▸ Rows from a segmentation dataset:
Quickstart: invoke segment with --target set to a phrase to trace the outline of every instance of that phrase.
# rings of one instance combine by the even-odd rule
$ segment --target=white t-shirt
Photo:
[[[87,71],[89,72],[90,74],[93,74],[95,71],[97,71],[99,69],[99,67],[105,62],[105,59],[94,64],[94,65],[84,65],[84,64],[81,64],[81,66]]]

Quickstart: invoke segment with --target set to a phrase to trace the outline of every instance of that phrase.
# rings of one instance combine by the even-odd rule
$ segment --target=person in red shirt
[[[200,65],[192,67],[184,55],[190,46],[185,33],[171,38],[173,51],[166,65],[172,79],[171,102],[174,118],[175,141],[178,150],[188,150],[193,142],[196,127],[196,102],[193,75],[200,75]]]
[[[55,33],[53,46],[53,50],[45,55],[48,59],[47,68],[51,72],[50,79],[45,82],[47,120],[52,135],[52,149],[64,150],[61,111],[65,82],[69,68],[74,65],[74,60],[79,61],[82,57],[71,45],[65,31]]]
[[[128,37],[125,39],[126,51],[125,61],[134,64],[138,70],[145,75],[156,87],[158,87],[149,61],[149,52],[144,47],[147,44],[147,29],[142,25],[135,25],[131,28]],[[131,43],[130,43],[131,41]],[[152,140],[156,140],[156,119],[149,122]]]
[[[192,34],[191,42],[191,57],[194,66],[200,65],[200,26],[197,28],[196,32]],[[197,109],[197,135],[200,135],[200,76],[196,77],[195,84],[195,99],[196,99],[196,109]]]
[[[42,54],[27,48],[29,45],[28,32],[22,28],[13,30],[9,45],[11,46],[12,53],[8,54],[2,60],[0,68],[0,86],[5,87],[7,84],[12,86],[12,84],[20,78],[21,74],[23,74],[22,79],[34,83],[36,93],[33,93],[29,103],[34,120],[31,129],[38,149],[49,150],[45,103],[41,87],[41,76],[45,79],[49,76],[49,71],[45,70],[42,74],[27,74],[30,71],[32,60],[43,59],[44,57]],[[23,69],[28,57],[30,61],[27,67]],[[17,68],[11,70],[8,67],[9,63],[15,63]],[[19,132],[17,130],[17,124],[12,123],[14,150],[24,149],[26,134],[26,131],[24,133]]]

▸ YOUR INSTRUCTIONS: Transcribe the entire listing above precisely.

▸ RESPONSE TO THIS TASK:
Quickstart: invoke segment with --target set to a phrase to trace the outline of every instance of that phrase.
# rings of one instance combine by the even-odd rule
$ segment --target=white t-shirt
Photo:
[[[87,71],[89,72],[90,74],[93,74],[95,71],[97,71],[99,69],[99,67],[105,62],[105,59],[94,64],[94,65],[84,65],[84,64],[81,64],[81,66]]]

Quickstart: invoke segment with --target set to a phrase to trace the outline of every instance of that phrase.
# rings of one instance combine by the even-odd rule
$ segment --target=person in red shirt
[[[200,65],[192,67],[184,55],[190,46],[185,33],[171,38],[173,51],[166,65],[172,79],[171,102],[174,118],[175,141],[178,150],[188,150],[193,142],[196,127],[196,102],[193,75],[200,75]]]
[[[55,33],[53,46],[53,50],[45,55],[48,59],[47,68],[51,72],[50,79],[45,82],[47,120],[52,135],[52,149],[64,150],[61,111],[65,82],[69,68],[74,65],[74,60],[79,61],[82,57],[71,45],[65,31]]]
[[[128,37],[125,39],[126,51],[125,61],[134,64],[138,70],[145,75],[156,87],[158,87],[149,61],[149,52],[144,47],[147,44],[147,29],[142,25],[135,25],[131,28]],[[131,43],[130,43],[131,41]],[[152,140],[156,140],[156,119],[149,122]]]
[[[192,34],[191,42],[191,57],[194,66],[200,65],[200,26],[197,28],[196,32]],[[197,109],[197,135],[200,135],[200,76],[196,77],[195,84],[195,99],[196,99],[196,109]]]
[[[42,54],[27,48],[29,45],[28,32],[22,28],[13,30],[9,45],[11,46],[12,53],[8,54],[2,60],[0,68],[0,86],[5,87],[7,84],[12,86],[12,84],[20,78],[21,74],[23,74],[22,79],[34,83],[36,93],[33,93],[29,103],[34,120],[31,129],[38,149],[49,150],[45,103],[41,87],[41,76],[45,79],[49,76],[49,71],[45,70],[42,74],[27,74],[30,71],[32,60],[43,59],[44,57]],[[23,69],[28,57],[30,61],[27,67]],[[17,68],[11,70],[8,67],[9,63],[15,63]],[[19,132],[17,130],[17,124],[12,123],[14,150],[24,149],[26,134],[26,131],[24,133]]]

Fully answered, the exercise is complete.